Passage for review.
At one point in Looking for Comedy in the Muslim World, an eager gaggle of Al Jazeera producers attempt to recruit Albert Brooks for a sitcom to be called That Darn Jew! The title might just as easily have served Dani Levy’s Go for Zucker.
An enormous hit in Germany, Levy’s breezy farce begins with a comatose man narrating from a hospital gurney. Flashbacks reveal Jaeckie Zucker, né Jakob Zuckermann, as a pool hustler and gambler from the east whose dissolute, debt-ridden routine is interrupted by the news that his long- estranged mother has died in Frankfurt. There’s even an inheritance that Zucker and his gentile wife will have to kosher themselves to get—the fun continues when Zucker’s ultra-Orthodox brother arrives from Frankfurt mit frau und kinder.
Not quite Rodney Dangerfield, sad-faced Henry H (an erstwhile East German actor who 30 years ago played a ghetto Jew in the original Jacob the Liar) brings a quality of debonair desperation to Jaeckie’s frantic maneuvers. He may be a lovable rogue (faking a heart attack as his mother is lowered into her grave, playing the Holocaust card to avoid elimination from a billiards tournament), but there’s a definite shortage of wacky neighbors. Levy’s project to restore a Jewish dimension to German culture is extremely circumspect in addressing that culture. Given that Jaeckie’s people are largely hypocritical money-grubbers who travesty traditional burial rites, Go for Zucker is mildly tasteless (natürlich), if not exactly uproarious.
The tension between assimilated Jews and their “primitive” ostjude brethren is a staple of European Jewish comedy (and anxiety), but Go for Zucker is actually more German in playing uptight Westerners against scurvy Easterners. Indeed, the movie would have greater resonance were Zucker an unreconstructed, obnoxious DDR-nik. At least, Levy would have covered all available Nazi-era Jewish stereotypes—greedy whoremonger, religious charlatan, and capitalist schemer, joined by the latter’s alter ego, Communist subversive.

Exercise set.
- A) In the review of Go for Zucker, extract the passage from "An enormous hit" up to and including "frau und kinder.".
- B) According to the review of Go for Zucker, what does Jaeckie fake as his mother is lowered into her grave?

Dataset excerpts.
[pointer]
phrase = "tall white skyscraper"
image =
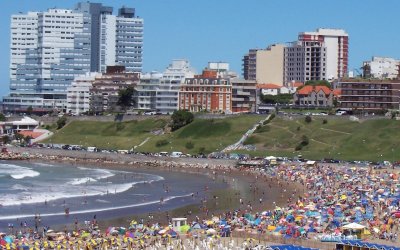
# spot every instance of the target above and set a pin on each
(319, 55)
(168, 90)
(49, 49)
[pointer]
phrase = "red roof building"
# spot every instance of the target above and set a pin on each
(317, 96)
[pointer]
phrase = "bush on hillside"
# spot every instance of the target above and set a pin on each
(251, 140)
(202, 150)
(161, 143)
(304, 140)
(61, 122)
(189, 145)
(120, 126)
(181, 118)
(298, 147)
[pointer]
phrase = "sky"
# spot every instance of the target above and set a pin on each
(224, 30)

Solutions to the tasks.
- A)
An enormous hit in Germany, Levy’s breezy farce begins with a comatose man narrating from a hospital gurney. Flashbacks reveal Jaeckie Zucker, né Jakob Zuckermann, as a pool hustler and gambler from the east whose dissolute, debt-ridden routine is interrupted by the news that his long- estranged mother has died in Frankfurt. There’s even an inheritance that Zucker and his gentile wife will have to kosher themselves to get—the fun continues when Zucker’s ultra-Orthodox brother arrives from Frankfurt mit frau und kinder.

- B) A heart attack.